• [What the task asks]: In the data below, repeat the line containing "Target: second raccoon dog" and every following line exactly, up to and including the last line. Exclude pictures.

• [Raw data]:
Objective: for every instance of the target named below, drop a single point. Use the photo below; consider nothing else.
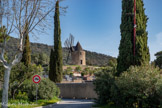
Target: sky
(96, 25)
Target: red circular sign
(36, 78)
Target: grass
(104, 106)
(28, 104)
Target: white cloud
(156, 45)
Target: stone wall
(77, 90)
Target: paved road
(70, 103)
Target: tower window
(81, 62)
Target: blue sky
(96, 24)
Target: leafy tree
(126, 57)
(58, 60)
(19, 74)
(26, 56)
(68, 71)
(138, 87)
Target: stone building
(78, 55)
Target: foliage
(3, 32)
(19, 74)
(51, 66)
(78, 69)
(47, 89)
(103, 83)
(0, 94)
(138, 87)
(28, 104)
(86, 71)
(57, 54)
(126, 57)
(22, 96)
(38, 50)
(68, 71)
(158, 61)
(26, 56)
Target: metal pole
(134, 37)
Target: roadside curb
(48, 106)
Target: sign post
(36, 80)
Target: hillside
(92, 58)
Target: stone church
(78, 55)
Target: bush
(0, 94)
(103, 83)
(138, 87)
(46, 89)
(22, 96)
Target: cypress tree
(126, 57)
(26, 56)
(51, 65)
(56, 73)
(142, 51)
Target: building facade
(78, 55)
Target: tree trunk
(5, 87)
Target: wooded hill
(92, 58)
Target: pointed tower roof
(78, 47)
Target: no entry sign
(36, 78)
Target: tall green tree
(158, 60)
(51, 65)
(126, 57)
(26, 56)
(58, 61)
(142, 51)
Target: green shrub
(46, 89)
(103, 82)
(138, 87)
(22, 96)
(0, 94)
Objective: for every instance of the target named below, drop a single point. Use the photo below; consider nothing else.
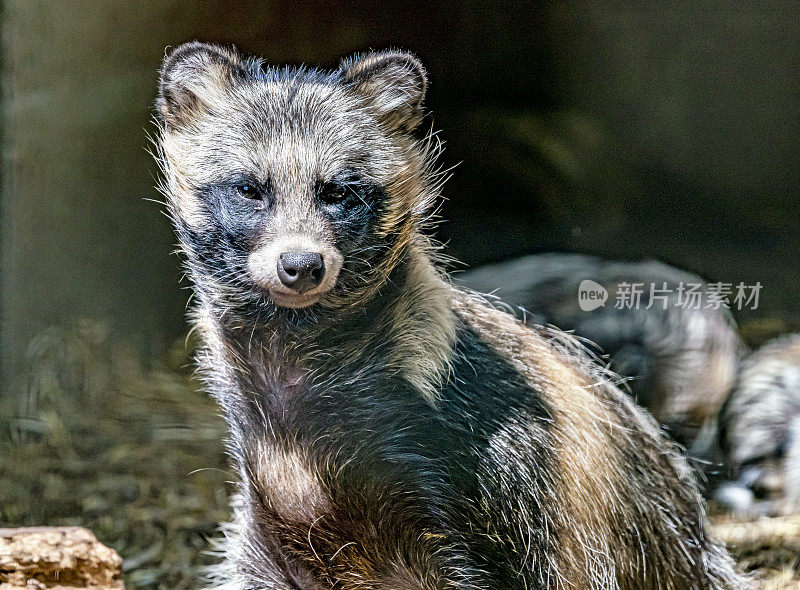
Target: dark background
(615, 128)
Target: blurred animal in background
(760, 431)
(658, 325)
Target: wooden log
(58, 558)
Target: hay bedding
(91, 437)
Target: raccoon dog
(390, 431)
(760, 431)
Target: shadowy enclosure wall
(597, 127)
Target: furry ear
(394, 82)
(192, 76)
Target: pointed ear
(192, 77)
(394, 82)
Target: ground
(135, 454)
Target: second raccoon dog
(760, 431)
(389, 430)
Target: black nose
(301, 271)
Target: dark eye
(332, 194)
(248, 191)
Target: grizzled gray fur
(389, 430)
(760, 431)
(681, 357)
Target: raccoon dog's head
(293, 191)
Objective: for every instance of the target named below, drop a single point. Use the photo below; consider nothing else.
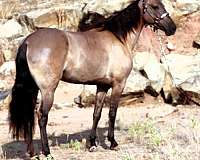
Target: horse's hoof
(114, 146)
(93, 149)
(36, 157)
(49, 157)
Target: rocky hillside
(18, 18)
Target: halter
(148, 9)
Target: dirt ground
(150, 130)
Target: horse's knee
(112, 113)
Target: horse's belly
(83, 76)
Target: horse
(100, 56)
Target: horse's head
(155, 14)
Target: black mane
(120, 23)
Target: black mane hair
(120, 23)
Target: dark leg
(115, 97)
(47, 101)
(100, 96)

• [Solution to this task]:
Target: second raccoon dog
(760, 431)
(389, 430)
Target: black nose
(301, 271)
Target: dark eye
(332, 194)
(248, 191)
Target: grizzled gray fur
(389, 430)
(760, 431)
(681, 357)
Target: raccoon dog's head
(293, 191)
Objective: for every instance of the target named below, drop a single point. Use the photo below; consider nothing else.
Target: horse's hoof
(114, 146)
(93, 149)
(36, 157)
(49, 157)
Target: rocky hillside
(18, 18)
Target: halter
(148, 9)
Target: dirt ground
(150, 130)
Target: horse's knee
(112, 113)
Target: horse's belly
(83, 76)
Target: horse
(100, 56)
Target: horse's head
(155, 14)
Target: black mane
(120, 23)
Target: black mane hair
(120, 23)
Target: dark leg
(115, 97)
(47, 101)
(100, 96)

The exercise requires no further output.